:: TEXTO ::
━━━━━━━━━━━━━━━━

Nunca he cuestionado el valor de las redes sociales en la transformación de la democracia de la opinión. Han sido un soporte trascendente en la expresión del pensamiento como derecho fundamental de primera generación. Ellas quebraron el control vertical de la información que por siglos monopolizaron centros inmutables de poder, pero era natural que por un cauce tan abierto corriera con igual libertad agua limpia y agua sucia. A veces he deseado no coincidir con el filósofo Karl Popper cuando dijo “debemos reclamar, en nombre de la tolerancia, el derecho a no tolerar a los intolerantes”, pero tengo que ser tolerante porque, si no, pierdo el derecho a reclamar respeto.

Prefiero no tocar temas secuestrados por los fanatismos y ausentarme de las discusiones brutalmente polarizadas en espacios tan degradados como las redes sociales. Me recojo en la autocensura y lo hago para evitarme el desgastante ocio de discutir con el aire o salir difamado en lo personal sin motivo. Son foros sordos donde los “litigantes” solo escuchan sus verdades. Lo peor: si alguien asume una posición ecléctica, los dos bandos le disparan a la cabeza porque ambos prefieren tenerle del lado contrario que en el vacilante intermedio. El problema no es que las posiciones, aunque equivocadas, respondan a legítimas convicciones, sino cuando obedecen a intereses prestados, porque es un hecho cada vez más inequívoco que el “mercenarismo de opinión” ha levantado grandes fortines en todos los medios.

Hay opinantes profesionales seguidos por manadas adocenadas que se autocertifican como pensadores por una producción compendiada en los 280 caracteres de un tuit. Bajo su sombra, una horda de hunos, cobijados en sus egos, replican como campaneros sus sabias verdades. Vienen armados de denuestos, injurias y agravios que disparan sin piedad por el solo hecho de la víctima no hablar su dialecto tribal.

Necesitamos relajarnos y botar el estrés, airear la mente con otros vientos, porque sumar esta carga a las imposiciones de la vida sí que es intolerable. Hay que aprender a dejar pasar… y convivir.

━━━━━━━━━━━━━━━━

:: CONSIGNA A ::
Cita sin cambios el pasaje del texto que va desde "Nunca he cuestionado" hasta "a reclamar respeto.".
El texto y las entradas no guardan ninguna relación entre sí.

━━━━━━━━━━━━━━━━

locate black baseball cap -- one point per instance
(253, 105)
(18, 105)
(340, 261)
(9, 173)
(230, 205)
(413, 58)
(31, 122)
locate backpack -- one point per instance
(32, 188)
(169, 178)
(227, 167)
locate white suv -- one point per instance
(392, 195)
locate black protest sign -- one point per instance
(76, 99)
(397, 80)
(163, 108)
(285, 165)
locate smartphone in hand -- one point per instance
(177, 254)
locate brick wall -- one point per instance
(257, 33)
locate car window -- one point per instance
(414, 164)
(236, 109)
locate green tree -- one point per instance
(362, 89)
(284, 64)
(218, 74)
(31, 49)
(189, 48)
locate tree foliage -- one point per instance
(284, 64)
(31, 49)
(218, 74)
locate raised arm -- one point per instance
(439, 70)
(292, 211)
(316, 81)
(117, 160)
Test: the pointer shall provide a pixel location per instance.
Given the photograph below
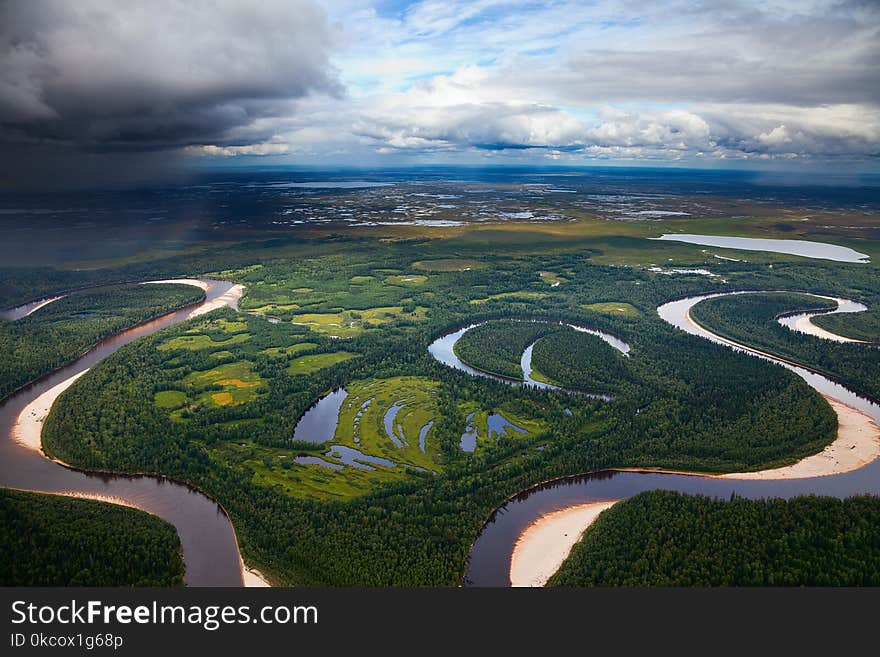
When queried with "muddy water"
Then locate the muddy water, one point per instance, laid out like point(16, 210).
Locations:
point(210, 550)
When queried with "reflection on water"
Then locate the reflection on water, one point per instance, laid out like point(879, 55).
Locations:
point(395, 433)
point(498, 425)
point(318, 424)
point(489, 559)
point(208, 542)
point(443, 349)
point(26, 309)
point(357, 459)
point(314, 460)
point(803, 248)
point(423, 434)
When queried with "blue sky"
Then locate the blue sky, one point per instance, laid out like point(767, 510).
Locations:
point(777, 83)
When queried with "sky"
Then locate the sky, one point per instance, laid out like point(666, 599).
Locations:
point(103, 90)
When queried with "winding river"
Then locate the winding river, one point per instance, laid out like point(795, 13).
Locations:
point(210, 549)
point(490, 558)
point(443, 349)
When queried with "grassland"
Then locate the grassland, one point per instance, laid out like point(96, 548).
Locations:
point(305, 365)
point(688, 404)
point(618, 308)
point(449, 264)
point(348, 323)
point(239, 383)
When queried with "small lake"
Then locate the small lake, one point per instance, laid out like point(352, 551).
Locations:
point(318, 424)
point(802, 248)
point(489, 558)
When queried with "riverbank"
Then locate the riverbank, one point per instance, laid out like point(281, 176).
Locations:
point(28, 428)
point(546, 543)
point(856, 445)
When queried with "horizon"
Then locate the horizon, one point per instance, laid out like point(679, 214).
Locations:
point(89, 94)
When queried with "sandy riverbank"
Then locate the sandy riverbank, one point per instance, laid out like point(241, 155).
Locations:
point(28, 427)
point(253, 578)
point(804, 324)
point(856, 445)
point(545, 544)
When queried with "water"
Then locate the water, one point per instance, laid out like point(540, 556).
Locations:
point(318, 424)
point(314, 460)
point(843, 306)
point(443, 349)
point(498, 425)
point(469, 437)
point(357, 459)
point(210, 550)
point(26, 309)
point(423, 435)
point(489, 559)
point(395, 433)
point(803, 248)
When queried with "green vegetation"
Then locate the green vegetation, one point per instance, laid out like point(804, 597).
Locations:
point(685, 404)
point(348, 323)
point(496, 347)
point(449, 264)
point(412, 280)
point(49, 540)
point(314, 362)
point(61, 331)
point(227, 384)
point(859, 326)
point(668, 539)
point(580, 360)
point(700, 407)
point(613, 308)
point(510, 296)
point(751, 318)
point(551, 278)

━━━━━━━━━━━━━━━━

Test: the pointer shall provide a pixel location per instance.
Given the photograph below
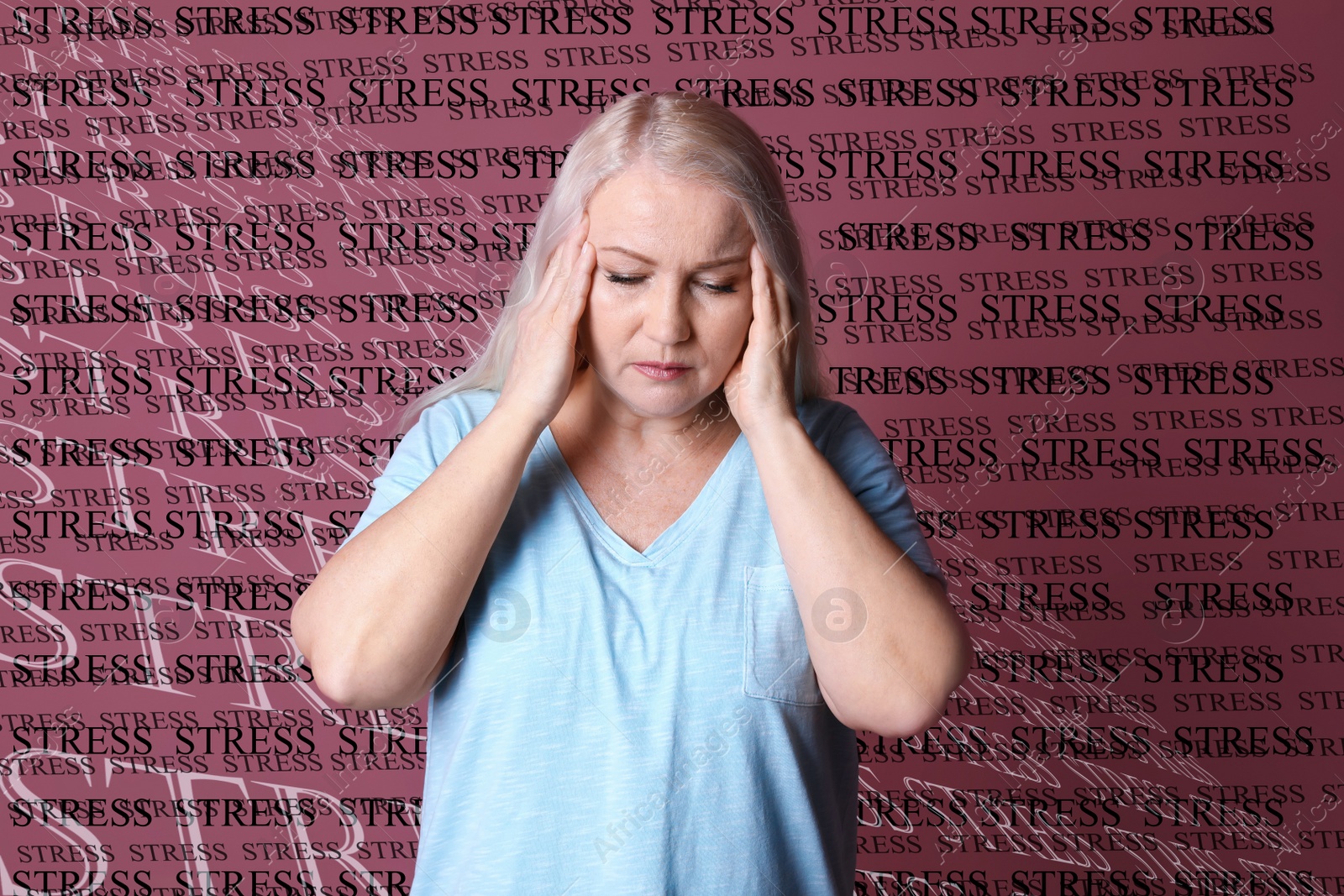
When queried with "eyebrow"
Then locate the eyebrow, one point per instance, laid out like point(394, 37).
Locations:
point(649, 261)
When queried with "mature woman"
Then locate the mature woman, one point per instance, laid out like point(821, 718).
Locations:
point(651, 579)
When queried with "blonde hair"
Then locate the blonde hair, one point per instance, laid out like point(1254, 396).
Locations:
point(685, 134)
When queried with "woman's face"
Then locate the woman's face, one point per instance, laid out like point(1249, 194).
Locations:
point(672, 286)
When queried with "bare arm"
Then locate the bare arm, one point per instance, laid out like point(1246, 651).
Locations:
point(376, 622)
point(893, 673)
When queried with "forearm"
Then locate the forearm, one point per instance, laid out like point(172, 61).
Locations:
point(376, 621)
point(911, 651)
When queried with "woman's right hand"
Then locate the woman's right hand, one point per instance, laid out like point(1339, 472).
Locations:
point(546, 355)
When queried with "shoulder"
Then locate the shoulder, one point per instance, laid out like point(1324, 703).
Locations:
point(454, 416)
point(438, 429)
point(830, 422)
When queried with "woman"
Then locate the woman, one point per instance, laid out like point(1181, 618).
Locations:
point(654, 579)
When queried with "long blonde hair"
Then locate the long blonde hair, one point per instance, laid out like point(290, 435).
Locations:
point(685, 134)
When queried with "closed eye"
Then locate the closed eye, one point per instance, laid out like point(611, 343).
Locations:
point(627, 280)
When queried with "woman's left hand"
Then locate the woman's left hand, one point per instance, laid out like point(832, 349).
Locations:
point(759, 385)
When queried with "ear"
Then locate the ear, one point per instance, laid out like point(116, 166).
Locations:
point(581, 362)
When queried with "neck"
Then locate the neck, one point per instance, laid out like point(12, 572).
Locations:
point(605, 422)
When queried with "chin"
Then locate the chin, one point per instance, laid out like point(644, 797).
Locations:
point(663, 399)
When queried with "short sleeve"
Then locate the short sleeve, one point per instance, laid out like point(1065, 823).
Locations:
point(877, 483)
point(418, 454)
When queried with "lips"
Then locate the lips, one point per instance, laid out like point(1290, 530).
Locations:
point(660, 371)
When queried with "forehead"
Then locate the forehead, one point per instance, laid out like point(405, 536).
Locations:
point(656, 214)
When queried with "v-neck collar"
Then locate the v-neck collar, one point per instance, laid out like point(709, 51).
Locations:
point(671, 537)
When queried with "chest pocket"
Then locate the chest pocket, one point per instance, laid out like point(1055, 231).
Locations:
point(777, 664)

━━━━━━━━━━━━━━━━

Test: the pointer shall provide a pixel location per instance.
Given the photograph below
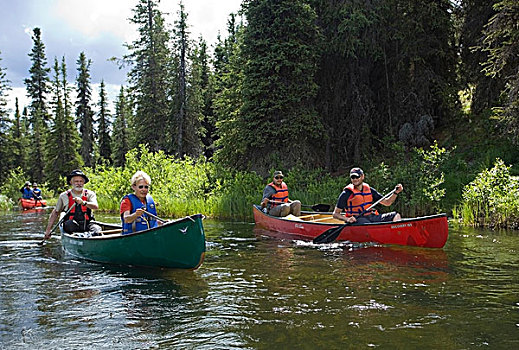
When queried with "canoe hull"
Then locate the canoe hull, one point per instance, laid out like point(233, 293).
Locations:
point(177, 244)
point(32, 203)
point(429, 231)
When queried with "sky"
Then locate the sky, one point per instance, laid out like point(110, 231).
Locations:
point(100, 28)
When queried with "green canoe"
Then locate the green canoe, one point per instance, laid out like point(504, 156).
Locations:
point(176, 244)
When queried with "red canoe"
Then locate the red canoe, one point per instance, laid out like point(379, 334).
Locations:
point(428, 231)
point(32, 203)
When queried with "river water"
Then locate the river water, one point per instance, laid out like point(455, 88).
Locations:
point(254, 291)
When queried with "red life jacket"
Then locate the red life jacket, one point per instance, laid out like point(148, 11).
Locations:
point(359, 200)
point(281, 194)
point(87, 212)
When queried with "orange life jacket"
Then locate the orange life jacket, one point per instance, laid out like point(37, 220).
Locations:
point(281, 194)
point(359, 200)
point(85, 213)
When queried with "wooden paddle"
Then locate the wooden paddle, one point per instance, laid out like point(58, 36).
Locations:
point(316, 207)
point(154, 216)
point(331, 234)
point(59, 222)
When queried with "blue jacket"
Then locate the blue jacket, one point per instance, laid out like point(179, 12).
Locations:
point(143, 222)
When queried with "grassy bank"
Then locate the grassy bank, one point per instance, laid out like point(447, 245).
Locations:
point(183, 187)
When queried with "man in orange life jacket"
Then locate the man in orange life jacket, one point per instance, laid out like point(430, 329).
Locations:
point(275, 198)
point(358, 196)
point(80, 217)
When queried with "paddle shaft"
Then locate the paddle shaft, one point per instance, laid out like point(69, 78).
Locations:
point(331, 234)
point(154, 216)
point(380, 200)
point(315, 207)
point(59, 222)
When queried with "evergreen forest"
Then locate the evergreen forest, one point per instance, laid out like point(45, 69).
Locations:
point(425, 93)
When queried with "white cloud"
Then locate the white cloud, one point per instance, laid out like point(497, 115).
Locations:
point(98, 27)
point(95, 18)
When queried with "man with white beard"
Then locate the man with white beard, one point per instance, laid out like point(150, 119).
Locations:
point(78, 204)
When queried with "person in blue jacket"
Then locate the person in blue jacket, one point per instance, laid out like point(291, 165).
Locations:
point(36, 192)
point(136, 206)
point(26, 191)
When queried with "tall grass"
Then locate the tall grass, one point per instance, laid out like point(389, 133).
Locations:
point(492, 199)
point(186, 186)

━━━━━━━━━━━━━━━━

:: CONSIGNA B ::
Reúne todas las líneas de las entradas que contengan la cadena "cloud", teniendo en cuenta las mayúsculas y minúsculas.

:: RESULTADO A ::
Nunca he cuestionado el valor de las redes sociales en la transformación de la democracia de la opinión. Han sido un soporte trascendente en la expresión del pensamiento como derecho fundamental de primera generación. Ellas quebraron el control vertical de la información que por siglos monopolizaron centros inmutables de poder, pero era natural que por un cauce tan abierto corriera con igual libertad agua limpia y agua sucia. A veces he deseado no coincidir con el filósofo Karl Popper cuando dijo “debemos reclamar, en nombre de la tolerancia, el derecho a no tolerar a los intolerantes”, pero tengo que ser tolerante porque, si no, pierdo el derecho a reclamar respeto.

:: RESULTADO B ::
When queried with "white cloud"
Then locate the white cloud, one point per instance, laid out like point(497, 115).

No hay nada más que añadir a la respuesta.